### TASK INSTRUCTIONS
Extract the text of each entry below exactly, leaving every image behind.

Data extracted from a collection:
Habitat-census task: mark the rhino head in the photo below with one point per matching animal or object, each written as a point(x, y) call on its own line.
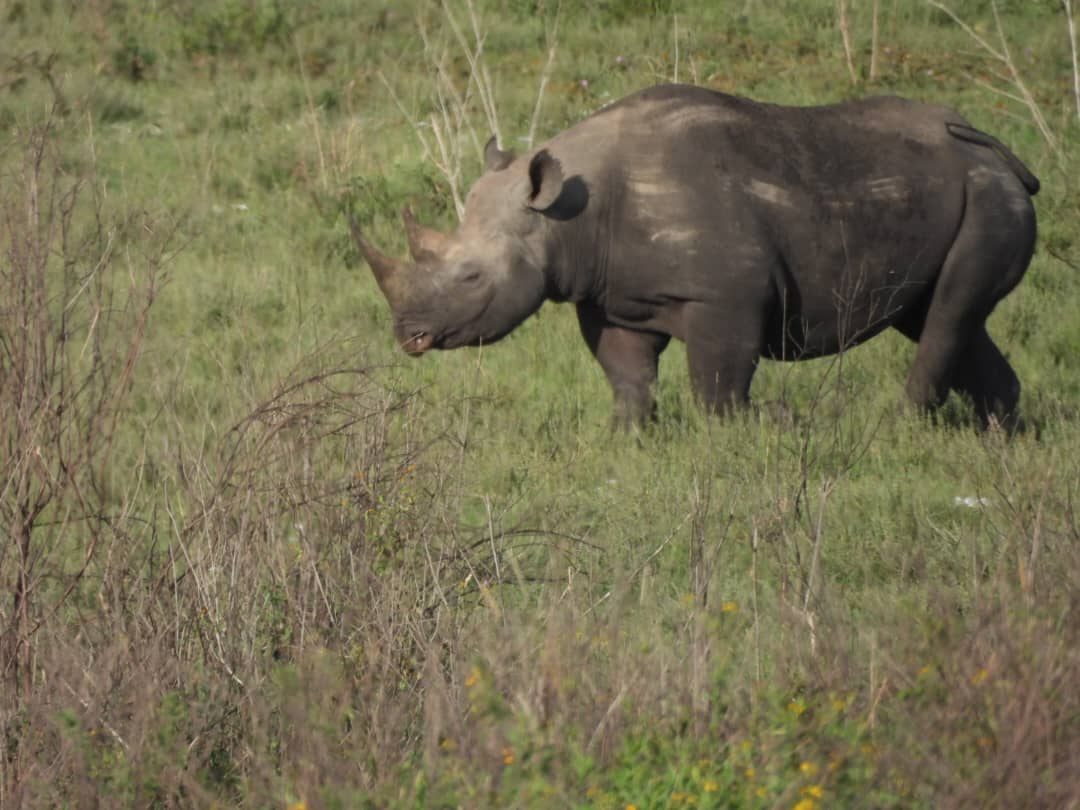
point(475, 285)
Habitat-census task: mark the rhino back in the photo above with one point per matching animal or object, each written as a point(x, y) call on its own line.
point(706, 196)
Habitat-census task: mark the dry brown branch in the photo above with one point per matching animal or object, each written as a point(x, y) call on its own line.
point(846, 38)
point(552, 40)
point(1003, 55)
point(1072, 50)
point(875, 36)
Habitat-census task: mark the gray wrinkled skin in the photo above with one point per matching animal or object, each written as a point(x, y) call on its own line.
point(746, 230)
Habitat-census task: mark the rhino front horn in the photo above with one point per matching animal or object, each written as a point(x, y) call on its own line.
point(387, 270)
point(424, 244)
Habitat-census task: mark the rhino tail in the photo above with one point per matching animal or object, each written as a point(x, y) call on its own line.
point(974, 136)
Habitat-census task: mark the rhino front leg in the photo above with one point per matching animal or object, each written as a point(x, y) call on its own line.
point(724, 345)
point(629, 358)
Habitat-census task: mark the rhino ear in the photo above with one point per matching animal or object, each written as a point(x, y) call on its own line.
point(495, 159)
point(545, 176)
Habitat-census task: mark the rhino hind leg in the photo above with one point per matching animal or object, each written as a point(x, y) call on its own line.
point(630, 360)
point(985, 376)
point(723, 348)
point(987, 259)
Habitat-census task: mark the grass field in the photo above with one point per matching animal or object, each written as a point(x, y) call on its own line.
point(251, 555)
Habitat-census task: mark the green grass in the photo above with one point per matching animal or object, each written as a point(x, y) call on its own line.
point(328, 575)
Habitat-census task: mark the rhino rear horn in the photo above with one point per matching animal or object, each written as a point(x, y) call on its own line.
point(387, 270)
point(424, 244)
point(496, 159)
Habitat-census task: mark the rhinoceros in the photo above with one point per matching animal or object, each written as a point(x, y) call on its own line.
point(746, 230)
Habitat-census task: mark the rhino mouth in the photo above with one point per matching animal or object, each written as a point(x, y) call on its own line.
point(418, 342)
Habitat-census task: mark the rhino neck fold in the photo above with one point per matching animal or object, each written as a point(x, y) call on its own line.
point(578, 265)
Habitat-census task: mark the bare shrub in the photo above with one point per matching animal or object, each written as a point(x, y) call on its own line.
point(76, 293)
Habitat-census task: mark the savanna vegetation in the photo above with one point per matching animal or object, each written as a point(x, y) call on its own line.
point(251, 555)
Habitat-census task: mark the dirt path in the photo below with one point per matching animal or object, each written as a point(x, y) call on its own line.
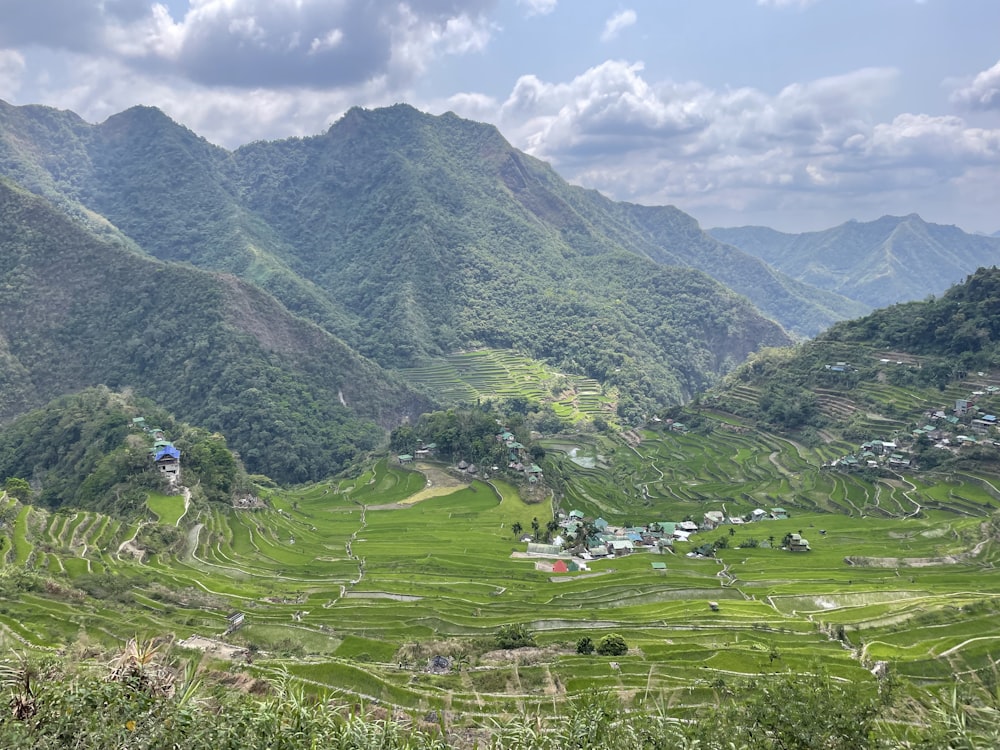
point(439, 482)
point(187, 504)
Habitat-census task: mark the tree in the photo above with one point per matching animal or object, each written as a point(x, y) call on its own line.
point(612, 645)
point(19, 489)
point(514, 636)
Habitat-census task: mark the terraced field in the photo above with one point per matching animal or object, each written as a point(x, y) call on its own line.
point(492, 373)
point(352, 590)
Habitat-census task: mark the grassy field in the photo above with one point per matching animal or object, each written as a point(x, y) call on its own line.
point(353, 590)
point(354, 585)
point(492, 373)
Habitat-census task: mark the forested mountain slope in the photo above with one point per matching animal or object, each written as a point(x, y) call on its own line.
point(77, 310)
point(878, 263)
point(408, 236)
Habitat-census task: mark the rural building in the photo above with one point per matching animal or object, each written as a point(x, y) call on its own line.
point(796, 543)
point(235, 621)
point(537, 548)
point(713, 519)
point(168, 461)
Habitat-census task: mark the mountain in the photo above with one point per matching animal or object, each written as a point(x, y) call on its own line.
point(80, 310)
point(883, 375)
point(408, 236)
point(892, 259)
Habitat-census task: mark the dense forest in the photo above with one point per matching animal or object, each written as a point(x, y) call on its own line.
point(408, 236)
point(77, 310)
point(83, 451)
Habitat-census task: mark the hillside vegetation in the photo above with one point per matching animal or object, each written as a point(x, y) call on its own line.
point(78, 310)
point(409, 236)
point(877, 263)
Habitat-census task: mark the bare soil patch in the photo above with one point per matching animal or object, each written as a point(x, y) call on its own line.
point(212, 646)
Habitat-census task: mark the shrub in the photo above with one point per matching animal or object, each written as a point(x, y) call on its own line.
point(612, 645)
point(514, 636)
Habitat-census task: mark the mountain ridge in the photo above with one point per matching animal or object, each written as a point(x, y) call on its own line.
point(891, 259)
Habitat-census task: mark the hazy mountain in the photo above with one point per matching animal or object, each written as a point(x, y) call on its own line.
point(409, 236)
point(892, 259)
point(78, 310)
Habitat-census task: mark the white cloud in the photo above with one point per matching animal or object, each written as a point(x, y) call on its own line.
point(616, 23)
point(12, 67)
point(253, 43)
point(539, 7)
point(811, 144)
point(982, 93)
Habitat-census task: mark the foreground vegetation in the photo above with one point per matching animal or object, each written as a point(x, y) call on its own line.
point(402, 593)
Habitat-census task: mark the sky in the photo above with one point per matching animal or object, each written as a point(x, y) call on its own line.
point(794, 114)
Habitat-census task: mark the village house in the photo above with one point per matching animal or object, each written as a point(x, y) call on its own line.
point(168, 460)
point(713, 519)
point(796, 543)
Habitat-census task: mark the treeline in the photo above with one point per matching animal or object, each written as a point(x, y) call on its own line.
point(77, 311)
point(82, 451)
point(470, 434)
point(408, 236)
point(962, 326)
point(139, 699)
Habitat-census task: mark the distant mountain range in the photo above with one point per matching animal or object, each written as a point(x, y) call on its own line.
point(78, 310)
point(877, 263)
point(398, 235)
point(270, 292)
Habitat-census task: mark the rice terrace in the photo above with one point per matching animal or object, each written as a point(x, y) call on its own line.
point(390, 586)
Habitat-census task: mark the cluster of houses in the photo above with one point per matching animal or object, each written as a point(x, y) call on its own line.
point(604, 540)
point(968, 424)
point(518, 458)
point(163, 453)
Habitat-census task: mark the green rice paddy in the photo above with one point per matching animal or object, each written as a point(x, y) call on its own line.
point(353, 590)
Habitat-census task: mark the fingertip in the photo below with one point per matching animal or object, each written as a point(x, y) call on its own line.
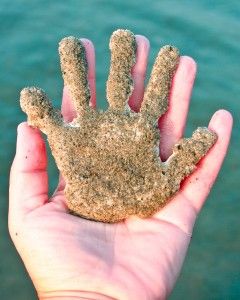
point(187, 69)
point(221, 117)
point(142, 41)
point(189, 61)
point(24, 127)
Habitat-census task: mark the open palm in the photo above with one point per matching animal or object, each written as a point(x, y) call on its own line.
point(67, 256)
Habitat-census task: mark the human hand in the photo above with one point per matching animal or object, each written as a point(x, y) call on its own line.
point(67, 256)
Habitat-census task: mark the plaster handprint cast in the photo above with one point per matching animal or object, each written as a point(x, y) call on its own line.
point(110, 160)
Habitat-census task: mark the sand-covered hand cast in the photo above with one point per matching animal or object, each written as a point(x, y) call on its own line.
point(110, 160)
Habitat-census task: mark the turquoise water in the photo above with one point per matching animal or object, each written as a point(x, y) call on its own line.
point(209, 31)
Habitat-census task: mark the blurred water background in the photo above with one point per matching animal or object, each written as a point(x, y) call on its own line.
point(207, 30)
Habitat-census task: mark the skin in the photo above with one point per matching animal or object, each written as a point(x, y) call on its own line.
point(69, 257)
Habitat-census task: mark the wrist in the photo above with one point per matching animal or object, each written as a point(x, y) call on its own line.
point(81, 295)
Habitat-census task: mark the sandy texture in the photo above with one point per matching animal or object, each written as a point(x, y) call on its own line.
point(110, 160)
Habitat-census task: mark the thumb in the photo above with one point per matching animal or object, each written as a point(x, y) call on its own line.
point(28, 178)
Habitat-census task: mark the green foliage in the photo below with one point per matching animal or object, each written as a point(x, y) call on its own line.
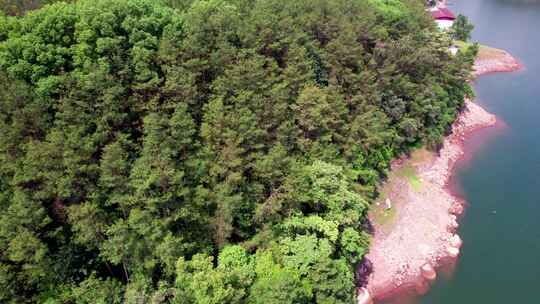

### RESPONSE TO THIS EXERCISE
Habitat-census task: mark the rhino head in the photo below with one point per matching animal or object, each written as a point(x, y) call on its own line.
point(475, 285)
Habitat-census task: mark the rhino back in the photo above with one point per matching animal or object, each written as a point(x, y) call on its own line.
point(706, 196)
Habitat-census task: mark the dry brown branch in the photo above with one point per matching animal or object, each written as a point(x, y) call on its own line.
point(846, 38)
point(552, 40)
point(1003, 55)
point(1072, 50)
point(875, 36)
Habitat-census task: mark the gray wrinkled skin in the photo above with one point per matching animal or object, each written as a point(x, y) call on its own line.
point(746, 230)
Habitat-census task: mark the rhino front horn in the photo above with one point per matching animal or object, each written as a point(x, y) call on its own line.
point(387, 270)
point(424, 244)
Habitat-census task: mark the rhino tail in the photo above with one point per matching animal or object, each written as a point(x, y) call on its own line.
point(974, 136)
Habitat-census task: mark the rhino front leg in the photo above with one point per matching animal or object, each written as a point(x, y) call on its own line.
point(724, 345)
point(629, 358)
Habitat-census task: mark the rhino ear in the photo above with one point per matching animal or object, each written as a point(x, y) call on its own line.
point(495, 159)
point(545, 176)
Habitat-census task: mark the rhino hind leg in the photo above with one point per matching animal or object, each written as a point(x, y) call on its own line.
point(630, 360)
point(985, 376)
point(723, 348)
point(987, 259)
Habitat-census task: mark the grass field in the photo above with one point per matching animal or object, each written as a point(x, y) call on its own line.
point(251, 555)
Habitat-census task: mark the green grass in the photo above with one point per matching animal or object, each written as a point(x, y) call on its own line.
point(328, 575)
Habitat-census task: mark the rhino rear horn in the photo above with one point per matching animal or object, each written as a point(x, y) call on its own line.
point(387, 270)
point(424, 244)
point(496, 159)
Habitat-census task: mark the rhinoceros in the photo above with one point per matching animal or object, each written as a point(x, y) call on its own line.
point(746, 230)
Habitat-census task: mark the rhino mouth in the photo above with one point per matching animal or object, each written as a point(x, y) call on its own line.
point(418, 342)
Habitat-census task: mark the rhino neck fold in the photo above with one point per matching animal or object, each written as a point(x, y) call on its own line.
point(578, 265)
Habitat-census task: mark the bare shrub in the photo above with one point per matching animal or object, each written as a point(x, y) call on its own line.
point(76, 293)
Habitat-census task: mark the savanna vegetation in the photo above with one point per matching animal or object, each written as a point(x, y) call on its own line.
point(251, 555)
Habitat-census task: mark the dirt path in the photo below with one point per matching animal or object, each written as a point(x, y) call on its own line.
point(439, 482)
point(187, 504)
Habitat-census task: mark the tree in the photo above with one point per matching animal or object, each written as a point(x, y) call on its own line.
point(612, 645)
point(19, 489)
point(514, 636)
Habitat-census task: mark the terraced field in the photo above with one point per matching animal or object, each written as a point(x, y) call on its own line.
point(492, 373)
point(352, 590)
Habitat-census task: mark the grassy field in the photo above with one point per matching animal or object, each written as a point(x, y) call on its own line.
point(353, 590)
point(354, 585)
point(492, 373)
Habitat-census task: mark the forested mountain slope in the photo above with one point per matching animal or object, each written as a point(x, y) call on its own line.
point(77, 310)
point(878, 263)
point(408, 236)
Habitat-census task: mark the rural building in the photo above with one point per matching animal or object, each written as a point(x, y) call on its own line.
point(796, 543)
point(235, 621)
point(537, 548)
point(713, 519)
point(168, 461)
Habitat-census task: mark the mountain in the photo above with one point per matching animal or object, each written as a point(x, y) call on its own line.
point(80, 310)
point(883, 375)
point(408, 236)
point(892, 259)
Habitat-census task: mark the dense forest in the photo above with one point per matching animal or object, each written as a point(x, y) call on its own line.
point(408, 236)
point(77, 310)
point(83, 451)
Habitat-census task: mark the hillside vegetation in the photo above with one point per matching animal or object, each written as a point(x, y) call on its own line.
point(78, 310)
point(409, 236)
point(877, 263)
Habitat-census task: mark the bare soil patch in the photo above with one point per matching animal or object, each written as a point(x, y) call on its own line.
point(212, 646)
Habitat-census task: mark the shrub in the photo above with one point per matching animal or object, each written as a point(x, y) call on its own line.
point(612, 645)
point(514, 636)
Habitat-census task: mark the mountain ridge in the photo above with one point per matching animal or object, each written as a point(x, y) call on its own line.
point(891, 259)
Habitat-census task: mark the hazy mountain in the photo above with one point per matching animal or object, each written as a point(x, y) call on its own line.
point(409, 236)
point(892, 259)
point(78, 310)
Habitat-census task: mark the white cloud in the photo above with one point per matching animal or object, each written as a point(x, y) call on its own line.
point(616, 23)
point(12, 67)
point(253, 43)
point(539, 7)
point(811, 144)
point(982, 93)
Habitat-census task: mark the foreground vegetation in the photo above with one point per matching animal or object, each written as a point(x, y) call on its own line.
point(402, 593)
Habitat-census task: mark the sky in the photo above with one point per matching animal or object, each written as a point(x, y) call on its own line.
point(794, 114)
Habitat-census task: mark the village house in the photo above with one point per matching animal or object, each written as a point(x, y) call on its own line.
point(168, 460)
point(713, 519)
point(796, 543)
Habitat-census task: mark the treeline in the photo above with one point per matching animal or object, each written as a point(x, y) call on its own line.
point(77, 311)
point(82, 451)
point(470, 434)
point(408, 236)
point(962, 326)
point(139, 699)
Habitat-census task: mark the distant mountain range in the photo above with one point per matching animal or object, each written as a point(x, y) call on its own line.
point(78, 310)
point(877, 263)
point(398, 235)
point(270, 292)
Habitat-census task: mark the rice terrace in the photo above with one point per matching animal or object, each written as a point(x, y) call on its own line.
point(390, 586)
Habitat-census task: mark the cluster of houses in the photo above with one point per matching animal or object, each written as a point(x, y) call on its own line.
point(604, 540)
point(968, 424)
point(518, 458)
point(163, 453)
Habitat-census task: mark the green rice paddy in the photo above with one point per matching animal or object, each written as a point(x, y) call on its own line.
point(353, 590)
Habitat-census task: mark the fingertip in the photo below with one point per matching animal or object, each written as a point(x, y) call on its own line.
point(187, 69)
point(221, 117)
point(142, 41)
point(189, 61)
point(24, 127)
Habitat-census task: mark the open palm in the photo above with one point per matching animal or object, each written as a point(x, y) call on its own line.
point(67, 256)
Habitat-census task: mark the human hand in the photo above with one point per matching animal or object, each written as a point(x, y) call on its own line.
point(67, 256)
Habitat-census task: mark the plaster handprint cast in the photo above with one point per matching animal or object, each written as a point(x, y) call on its own line.
point(110, 160)
Habitat-census task: mark the sand-covered hand cast in the photo above with one point per matching animal or object, each written as a point(x, y) call on its own line.
point(110, 160)
Habitat-census task: mark the turquoise water in the photo above with one point per matching animal or object, each written as a point(x, y) call on its own line.
point(209, 31)
Habitat-census task: mark the blurred water background in the photo above with one point per matching animal or object, each written as a point(x, y) call on its own line.
point(207, 30)
Habitat-census task: mark the skin in the photo above with one point per matching animal or object, each written as a point(x, y) call on its own line.
point(69, 257)
Habitat-census task: mark the wrist in the photo above with one point per matching animal or object, each written as a point(x, y) call on its own line.
point(81, 295)
Habitat-census task: mark the sandy texture in the photo above with one point per matching animal or object, each written as a point(x, y) call on its own line.
point(110, 160)
Habitat-census task: mark the thumb in the photo above with one point per matching animal or object, each written as a point(x, y) call on its own line.
point(28, 178)
Habitat-census task: mark the green foliage in the photo below with one point per matching animal or object, each written as a point(x, y) call on its own line.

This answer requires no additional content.